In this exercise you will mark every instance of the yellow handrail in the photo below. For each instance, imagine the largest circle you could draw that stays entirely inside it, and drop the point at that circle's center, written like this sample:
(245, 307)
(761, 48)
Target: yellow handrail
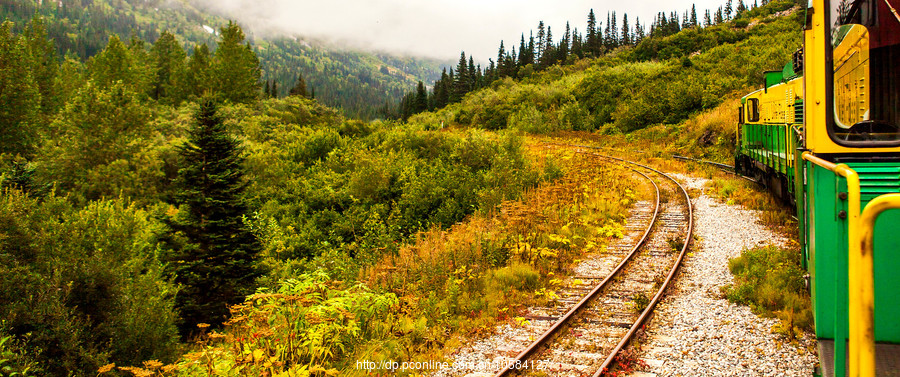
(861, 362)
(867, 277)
■ ■ ■ ■ ■
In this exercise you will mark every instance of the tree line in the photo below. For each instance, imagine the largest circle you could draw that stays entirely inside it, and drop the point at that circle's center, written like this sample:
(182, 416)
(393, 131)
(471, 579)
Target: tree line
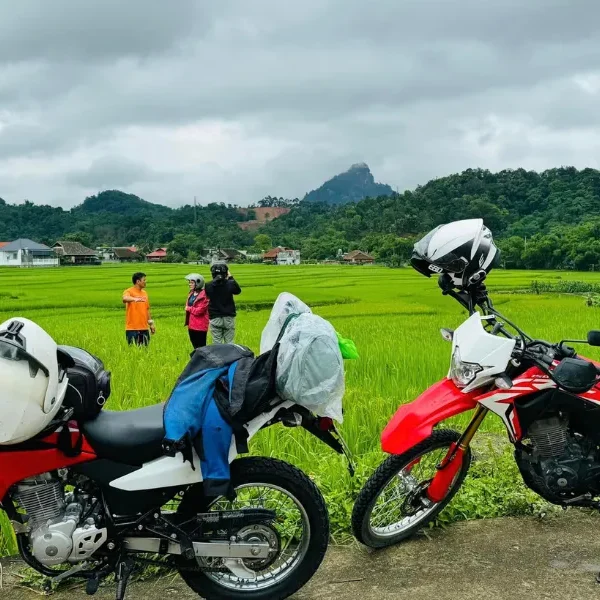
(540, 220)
■ ■ ■ ■ ■
* _Brief_
How many of the lines above contain the word "like"? Reply with the number alone.

* _Answer to the problem_
2